[OPE-L:1424] Re: Re: Re: Re: Re: bacon and eltis and Smith


Claus Germer (cmgermer@sociais.ufpr.br)
Tue, 5 Oct 1999 18:47:20 -0300


Paul Cockshott:
> I think that Smith is onto something very significant here. He was
> concerned with
> wealth and its accumulation, and wealth has to be incorporated in
material
> objects. Capital can only accumulate as forms of matter, so that unless
labour
> produces transformed matter which persists beyond the moment of its
> performance it can not contribute to accumulation.

> I think we have to be clear what we mean by the accumulation of value,
> I suspect that you identify this with the accumulation of money in bank
> accounts. I would identify it with the accumulation of commodities,
including,
> gold money but excluding credit money. As such, this accumulation is
> always a physical accumulation, though denominated in terms of the labour
> required to produce it.

Claus: I understand that you are not talking strictly about Smith's
interpretation. In terms of Marx's theory, money being the *abstract form
of value*, i.e., representing value independent from its natural form, the
way has been opened for accumulation to proceed in its abstract or general
form. Thus, the advent of money has liberated the process of accumulation
of wealth from the need to accumulate it in its varied natural forms.
Hence, in capitalism the accumulation of wealth cannot be thought of as
restricted by the physical form of the use values produced by capital.

If it were true that *capital can only accumulate as forms of matter*,
there could not be capital in sectors that produce some of the so called
services, f.i. teaching in private schools, transportation, etc.
Considering that capital is not a thing, but designates the relation
between dead labor (i.e. means of production used to extract living labor)
and living labor, accumulating capital means accumulating that relation,
which occurs within the so called sphere of production, where productive
capital resides (i.e. means of production and living labor). What
productive capital produces is unpaid labor, which is realised with the
sale of the commodity produced, be the later material or immaterial, long
lasting or consumed at the moment of its performance. The producer doesn't
have to care about what happens to the commodity he produces, because what
he receives is the unpaid labor contained in the commodity sold in the form
of abstract wealth, i.e. value, i.e. money.

- [Actions to take]:
**1.** In the mailing-list post about Smith and the accumulation of wealth, what does Claus say capital designates, since it is not a thing?
**2.** Carry on the mailing-list post about Smith and the accumulation of wealth from its last sentence.
The material that comes next has nothing to do with anything here.

- [Recorded data]:
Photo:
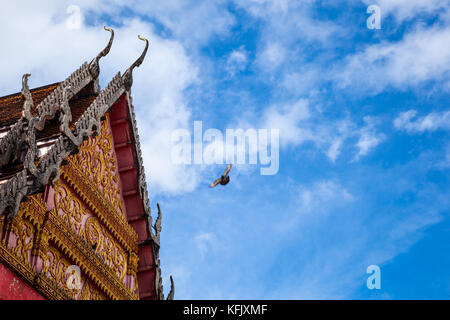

- [Answers by task]:
**1.** The relation between dead labor (means of production used to extract living labor) and living labor.

**2.**
The accumulation of gold money should be called hoarding, not accumulation,
and hoarding is how the accumulation of wealth in its abstract form occurs
in a non-capitalist market economy. In capitalism the accumulation of
wealth in abstract form is a process, not an isolated act, is only
accumulation of capital, accumulation of productive capital as above, i.e.,
value in process.

On the other hand, accumulation of banking accounts from the point of view
of capital - which is the correct one for the scientific understanding - is
neither acumulation nor hoarding, it is either loan capital as such or it
represents the inevitable reserves of money capital that appear along the
process of reproduction of industrial capital which the banking system
redistributes to other capitalists. It is temporarily loan capital. Thus
the banking system is precisely the one that prevents money capital from
being sterelized as hoarding. Accumulation of money or forms of credit
money cannot be termed accumulation, they only represent moments of the
accumulation of capital.

Thus, accumulation of value in capitalism is neither accumulation of
use-values nor accumulation of money, whatever its form.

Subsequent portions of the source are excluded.